▸ The task
Beneath this line is the data. Output exactly the lines from the line with "Return one point per instance of the golden field, written" to the line with "Return one point per instance of the white", both ends included, and nothing more.

▸ Provided information

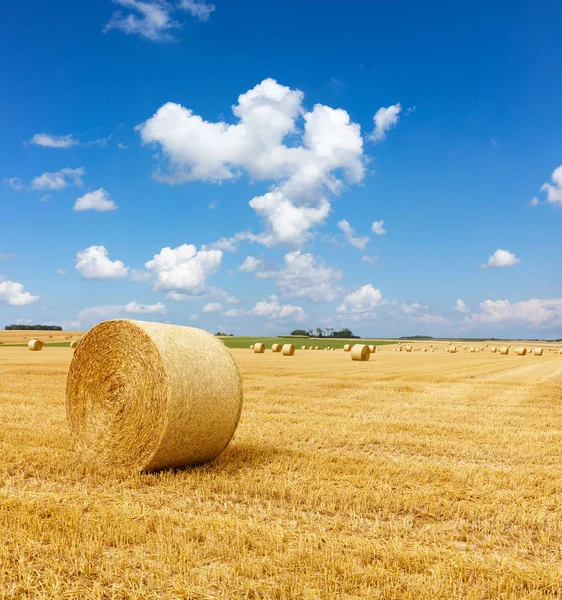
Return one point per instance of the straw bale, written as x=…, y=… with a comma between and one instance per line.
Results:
x=146, y=396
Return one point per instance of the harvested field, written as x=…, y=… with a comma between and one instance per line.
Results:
x=410, y=476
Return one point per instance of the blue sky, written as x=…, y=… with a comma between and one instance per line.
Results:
x=260, y=166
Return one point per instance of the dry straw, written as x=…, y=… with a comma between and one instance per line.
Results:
x=35, y=345
x=360, y=352
x=147, y=396
x=288, y=350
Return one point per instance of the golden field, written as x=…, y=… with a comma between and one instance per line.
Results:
x=411, y=476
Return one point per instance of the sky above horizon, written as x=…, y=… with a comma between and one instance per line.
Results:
x=256, y=167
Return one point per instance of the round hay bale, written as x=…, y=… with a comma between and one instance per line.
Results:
x=288, y=350
x=360, y=352
x=146, y=396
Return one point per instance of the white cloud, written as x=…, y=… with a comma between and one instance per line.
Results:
x=15, y=183
x=501, y=258
x=198, y=8
x=136, y=308
x=94, y=263
x=53, y=141
x=348, y=230
x=271, y=310
x=461, y=306
x=385, y=119
x=98, y=200
x=554, y=190
x=377, y=227
x=361, y=303
x=184, y=268
x=12, y=292
x=250, y=264
x=325, y=145
x=58, y=180
x=212, y=307
x=149, y=18
x=533, y=312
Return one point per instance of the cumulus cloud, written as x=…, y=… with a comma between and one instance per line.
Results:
x=53, y=141
x=501, y=258
x=58, y=180
x=198, y=8
x=250, y=264
x=15, y=183
x=554, y=190
x=361, y=303
x=272, y=310
x=385, y=119
x=325, y=150
x=356, y=242
x=12, y=292
x=94, y=263
x=184, y=268
x=136, y=308
x=98, y=200
x=533, y=312
x=461, y=306
x=377, y=227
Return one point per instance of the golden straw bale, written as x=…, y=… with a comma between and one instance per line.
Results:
x=288, y=350
x=35, y=345
x=147, y=396
x=360, y=352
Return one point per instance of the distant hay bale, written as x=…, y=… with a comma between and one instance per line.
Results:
x=35, y=345
x=146, y=396
x=360, y=352
x=288, y=350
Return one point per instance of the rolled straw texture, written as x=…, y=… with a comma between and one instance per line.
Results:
x=360, y=352
x=288, y=350
x=35, y=345
x=147, y=396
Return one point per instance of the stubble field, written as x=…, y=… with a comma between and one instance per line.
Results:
x=411, y=476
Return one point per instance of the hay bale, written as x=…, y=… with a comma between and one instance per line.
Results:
x=288, y=350
x=35, y=345
x=146, y=396
x=360, y=352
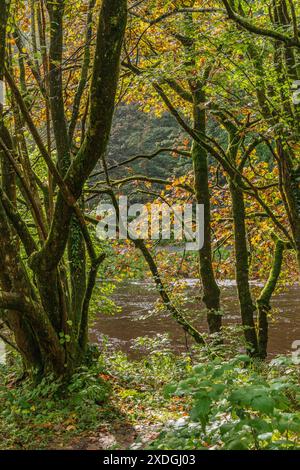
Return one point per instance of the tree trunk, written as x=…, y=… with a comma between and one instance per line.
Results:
x=242, y=269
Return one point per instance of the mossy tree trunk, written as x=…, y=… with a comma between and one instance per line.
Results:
x=39, y=294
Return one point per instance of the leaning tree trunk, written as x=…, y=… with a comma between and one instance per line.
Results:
x=34, y=291
x=242, y=268
x=211, y=297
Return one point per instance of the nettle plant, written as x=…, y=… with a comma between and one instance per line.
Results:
x=236, y=405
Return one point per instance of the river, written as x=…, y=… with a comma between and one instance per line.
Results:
x=139, y=318
x=137, y=300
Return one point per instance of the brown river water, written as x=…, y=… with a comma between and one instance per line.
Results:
x=139, y=318
x=137, y=301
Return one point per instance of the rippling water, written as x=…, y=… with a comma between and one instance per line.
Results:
x=137, y=300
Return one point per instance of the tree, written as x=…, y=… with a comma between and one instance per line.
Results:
x=44, y=298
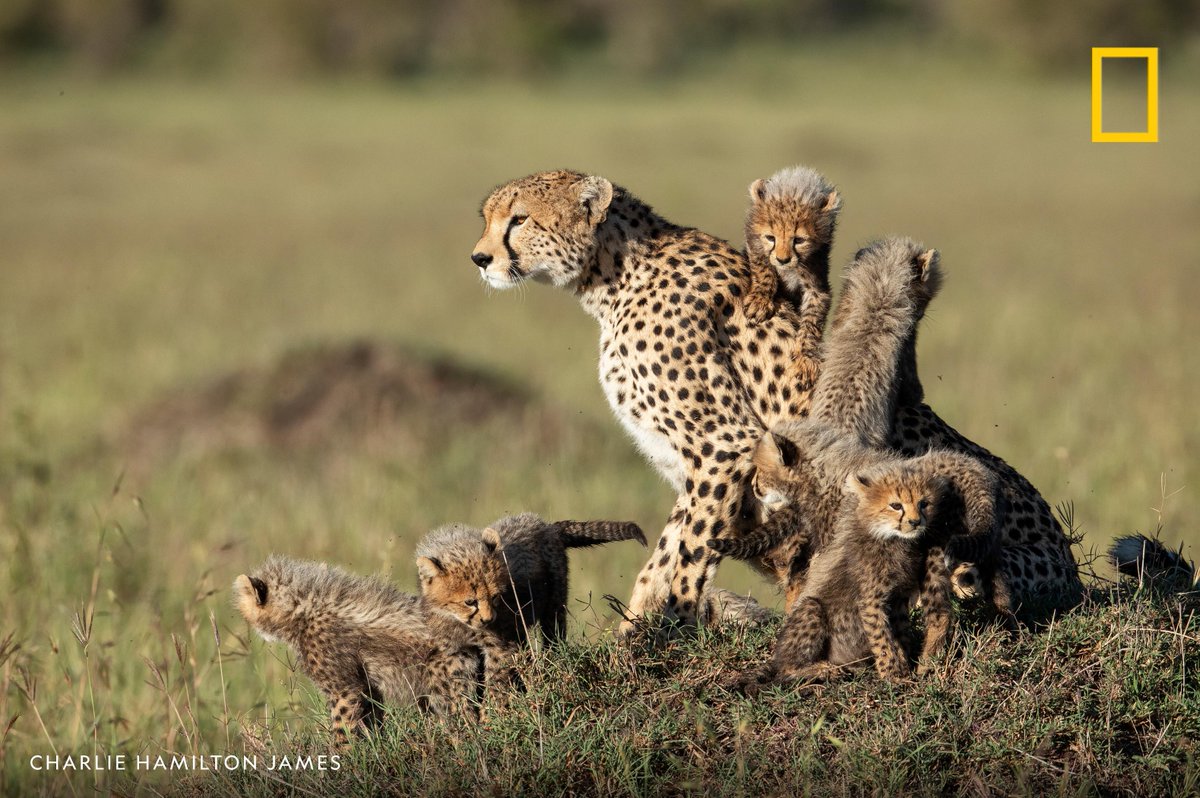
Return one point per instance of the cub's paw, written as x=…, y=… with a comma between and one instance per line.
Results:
x=805, y=370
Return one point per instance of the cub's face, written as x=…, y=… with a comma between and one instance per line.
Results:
x=543, y=228
x=472, y=592
x=786, y=232
x=895, y=505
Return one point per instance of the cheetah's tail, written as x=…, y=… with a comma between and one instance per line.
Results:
x=576, y=534
x=1147, y=559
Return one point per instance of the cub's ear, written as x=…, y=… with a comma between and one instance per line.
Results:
x=491, y=539
x=429, y=568
x=940, y=484
x=775, y=451
x=759, y=190
x=595, y=196
x=858, y=484
x=251, y=587
x=927, y=262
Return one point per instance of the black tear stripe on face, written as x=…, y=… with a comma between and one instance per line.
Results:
x=259, y=589
x=508, y=247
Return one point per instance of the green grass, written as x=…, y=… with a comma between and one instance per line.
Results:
x=159, y=234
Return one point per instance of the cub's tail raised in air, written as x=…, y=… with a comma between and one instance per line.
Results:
x=576, y=534
x=1147, y=559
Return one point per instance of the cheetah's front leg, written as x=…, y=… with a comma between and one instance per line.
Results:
x=714, y=502
x=935, y=605
x=891, y=661
x=653, y=583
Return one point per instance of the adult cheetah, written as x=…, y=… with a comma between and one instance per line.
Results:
x=695, y=384
x=683, y=372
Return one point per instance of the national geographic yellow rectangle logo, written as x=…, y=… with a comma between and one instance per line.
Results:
x=1151, y=55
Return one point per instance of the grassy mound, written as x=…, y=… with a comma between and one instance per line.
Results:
x=1101, y=702
x=330, y=395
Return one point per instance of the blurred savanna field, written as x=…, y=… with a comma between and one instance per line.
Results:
x=238, y=317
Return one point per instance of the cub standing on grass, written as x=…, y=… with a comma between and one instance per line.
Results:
x=364, y=642
x=511, y=575
x=789, y=235
x=855, y=607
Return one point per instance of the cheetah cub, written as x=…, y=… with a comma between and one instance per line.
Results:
x=789, y=233
x=364, y=642
x=880, y=561
x=792, y=489
x=513, y=575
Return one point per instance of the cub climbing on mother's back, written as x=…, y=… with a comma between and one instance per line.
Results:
x=789, y=233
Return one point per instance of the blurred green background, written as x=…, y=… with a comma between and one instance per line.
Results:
x=238, y=315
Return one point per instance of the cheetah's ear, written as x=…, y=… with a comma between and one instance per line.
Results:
x=833, y=203
x=858, y=484
x=925, y=263
x=759, y=190
x=595, y=196
x=491, y=539
x=430, y=568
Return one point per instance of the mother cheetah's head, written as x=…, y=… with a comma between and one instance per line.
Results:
x=541, y=227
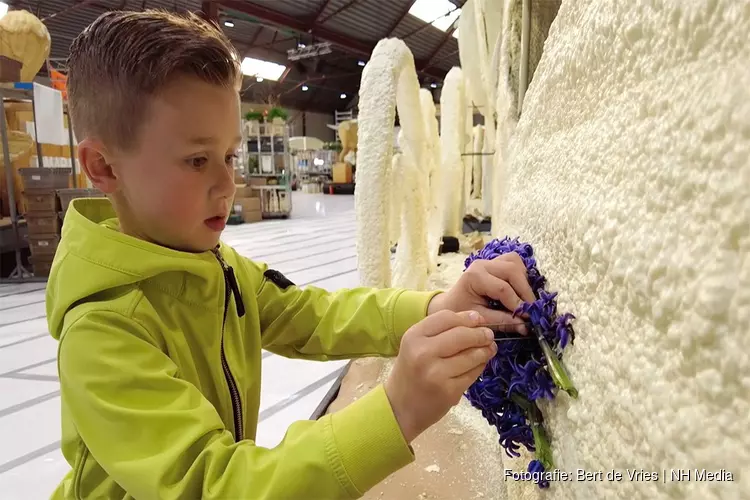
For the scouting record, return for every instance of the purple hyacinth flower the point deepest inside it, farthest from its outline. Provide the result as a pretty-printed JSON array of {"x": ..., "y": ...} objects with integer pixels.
[
  {"x": 522, "y": 372},
  {"x": 535, "y": 466}
]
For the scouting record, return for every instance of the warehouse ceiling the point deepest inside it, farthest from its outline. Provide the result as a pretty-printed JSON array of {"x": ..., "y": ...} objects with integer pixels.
[{"x": 268, "y": 29}]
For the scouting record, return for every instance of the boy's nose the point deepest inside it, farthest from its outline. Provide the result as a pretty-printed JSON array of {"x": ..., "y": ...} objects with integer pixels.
[{"x": 224, "y": 186}]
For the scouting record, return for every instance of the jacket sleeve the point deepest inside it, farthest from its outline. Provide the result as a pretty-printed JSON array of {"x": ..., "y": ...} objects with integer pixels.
[
  {"x": 312, "y": 323},
  {"x": 159, "y": 438}
]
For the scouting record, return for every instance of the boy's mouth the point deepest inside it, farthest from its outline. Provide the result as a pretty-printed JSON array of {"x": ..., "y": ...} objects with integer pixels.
[{"x": 217, "y": 223}]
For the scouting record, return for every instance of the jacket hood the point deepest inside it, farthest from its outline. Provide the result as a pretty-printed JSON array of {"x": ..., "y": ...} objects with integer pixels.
[{"x": 98, "y": 258}]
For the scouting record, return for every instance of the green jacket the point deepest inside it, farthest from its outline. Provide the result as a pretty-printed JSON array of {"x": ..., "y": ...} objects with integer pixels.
[{"x": 160, "y": 360}]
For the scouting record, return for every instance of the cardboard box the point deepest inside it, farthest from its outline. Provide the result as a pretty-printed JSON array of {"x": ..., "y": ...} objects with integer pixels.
[
  {"x": 342, "y": 173},
  {"x": 252, "y": 216},
  {"x": 246, "y": 204},
  {"x": 245, "y": 191}
]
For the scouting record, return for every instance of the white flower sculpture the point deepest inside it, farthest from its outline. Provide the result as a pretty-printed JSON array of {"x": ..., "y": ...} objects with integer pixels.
[{"x": 391, "y": 72}]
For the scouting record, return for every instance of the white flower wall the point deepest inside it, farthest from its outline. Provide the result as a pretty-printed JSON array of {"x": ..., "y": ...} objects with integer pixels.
[
  {"x": 452, "y": 139},
  {"x": 433, "y": 162},
  {"x": 629, "y": 172}
]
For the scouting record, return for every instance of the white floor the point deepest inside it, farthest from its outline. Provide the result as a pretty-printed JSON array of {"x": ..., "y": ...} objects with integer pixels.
[{"x": 316, "y": 246}]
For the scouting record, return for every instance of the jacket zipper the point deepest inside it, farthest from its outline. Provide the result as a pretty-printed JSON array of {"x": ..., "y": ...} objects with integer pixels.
[{"x": 231, "y": 288}]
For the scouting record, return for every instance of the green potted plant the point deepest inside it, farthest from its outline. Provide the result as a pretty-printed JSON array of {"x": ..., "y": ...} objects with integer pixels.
[{"x": 278, "y": 115}]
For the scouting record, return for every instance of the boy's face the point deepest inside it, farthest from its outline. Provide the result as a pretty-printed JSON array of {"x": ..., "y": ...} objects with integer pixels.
[{"x": 175, "y": 188}]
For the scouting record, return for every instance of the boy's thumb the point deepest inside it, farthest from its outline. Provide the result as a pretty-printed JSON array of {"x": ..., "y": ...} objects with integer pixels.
[{"x": 473, "y": 318}]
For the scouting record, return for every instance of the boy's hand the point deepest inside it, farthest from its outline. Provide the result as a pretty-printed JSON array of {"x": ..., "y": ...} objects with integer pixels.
[
  {"x": 502, "y": 278},
  {"x": 440, "y": 357}
]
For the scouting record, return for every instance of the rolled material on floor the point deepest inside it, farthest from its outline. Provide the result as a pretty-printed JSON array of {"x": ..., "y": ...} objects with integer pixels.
[{"x": 629, "y": 174}]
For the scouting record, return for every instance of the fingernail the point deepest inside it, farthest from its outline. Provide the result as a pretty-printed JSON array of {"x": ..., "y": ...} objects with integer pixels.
[{"x": 489, "y": 334}]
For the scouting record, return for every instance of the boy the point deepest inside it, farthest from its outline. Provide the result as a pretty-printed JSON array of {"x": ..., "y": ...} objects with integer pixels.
[{"x": 161, "y": 326}]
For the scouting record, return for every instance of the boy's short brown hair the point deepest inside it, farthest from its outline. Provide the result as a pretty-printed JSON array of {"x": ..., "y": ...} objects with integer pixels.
[{"x": 124, "y": 58}]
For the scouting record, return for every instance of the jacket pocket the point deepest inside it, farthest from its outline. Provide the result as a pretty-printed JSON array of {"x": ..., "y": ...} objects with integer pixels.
[{"x": 83, "y": 455}]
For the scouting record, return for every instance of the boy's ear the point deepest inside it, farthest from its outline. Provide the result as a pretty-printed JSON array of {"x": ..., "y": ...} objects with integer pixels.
[{"x": 95, "y": 161}]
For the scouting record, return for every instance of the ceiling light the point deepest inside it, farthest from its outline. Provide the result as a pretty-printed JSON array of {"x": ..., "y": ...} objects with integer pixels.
[
  {"x": 441, "y": 13},
  {"x": 262, "y": 69}
]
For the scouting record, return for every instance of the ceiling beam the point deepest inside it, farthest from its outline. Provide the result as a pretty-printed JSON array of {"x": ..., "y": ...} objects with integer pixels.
[
  {"x": 347, "y": 43},
  {"x": 400, "y": 18},
  {"x": 446, "y": 39},
  {"x": 280, "y": 19},
  {"x": 319, "y": 12},
  {"x": 337, "y": 11}
]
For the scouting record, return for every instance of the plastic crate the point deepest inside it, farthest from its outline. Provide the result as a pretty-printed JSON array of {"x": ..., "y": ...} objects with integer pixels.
[
  {"x": 68, "y": 195},
  {"x": 41, "y": 200},
  {"x": 41, "y": 223},
  {"x": 45, "y": 178},
  {"x": 43, "y": 245}
]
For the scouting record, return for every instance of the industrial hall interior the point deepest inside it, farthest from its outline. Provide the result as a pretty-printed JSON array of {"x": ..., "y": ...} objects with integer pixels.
[{"x": 379, "y": 249}]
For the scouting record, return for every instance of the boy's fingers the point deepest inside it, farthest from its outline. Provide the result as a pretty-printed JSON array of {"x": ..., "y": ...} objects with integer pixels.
[
  {"x": 468, "y": 360},
  {"x": 445, "y": 320},
  {"x": 510, "y": 268},
  {"x": 464, "y": 381},
  {"x": 455, "y": 341},
  {"x": 486, "y": 283},
  {"x": 504, "y": 319}
]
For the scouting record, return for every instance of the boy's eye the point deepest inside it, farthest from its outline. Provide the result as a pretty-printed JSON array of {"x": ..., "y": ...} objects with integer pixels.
[{"x": 199, "y": 162}]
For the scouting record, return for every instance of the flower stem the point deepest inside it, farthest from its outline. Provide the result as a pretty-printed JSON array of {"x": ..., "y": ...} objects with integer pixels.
[
  {"x": 541, "y": 439},
  {"x": 557, "y": 369}
]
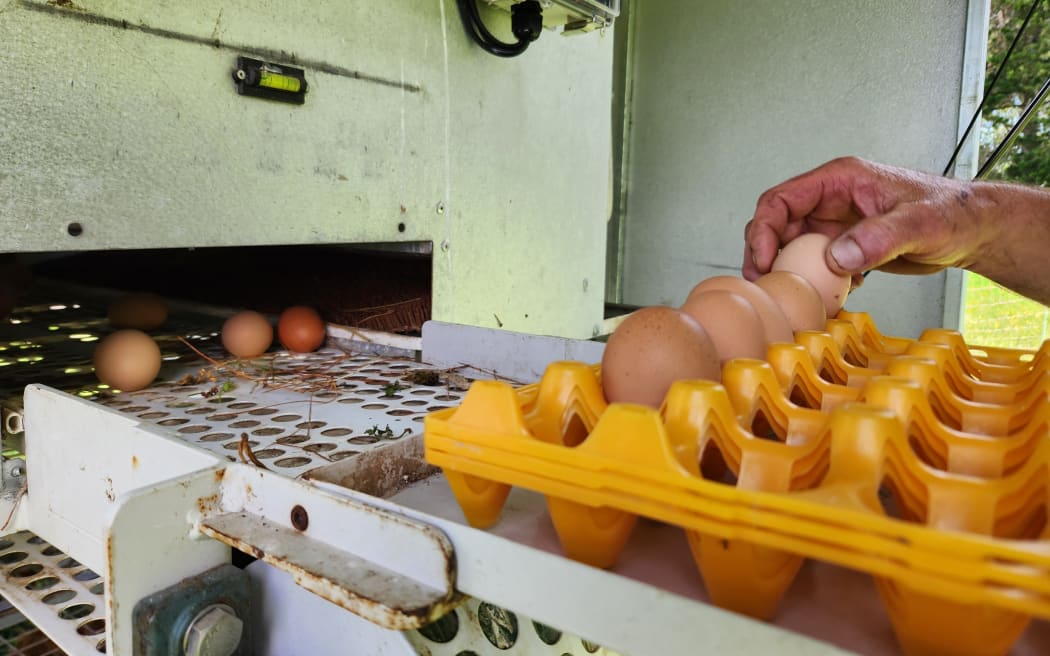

▸ Answer box
Return one point per instance of the golden field, written as x=…, y=… with a comma between and one instance per line.
Results:
x=411, y=476
Return one point per instance of the sky above horizon, written as x=…, y=… with a comma between and one instance per line.
Results:
x=256, y=167
Return one point per instance of the round hay bale, written as x=…, y=… with a comma between and one instance per line.
Results:
x=288, y=350
x=360, y=352
x=146, y=396
Return one point per instance of the white cloud, written as x=…, y=… with a comma between and one instance per line.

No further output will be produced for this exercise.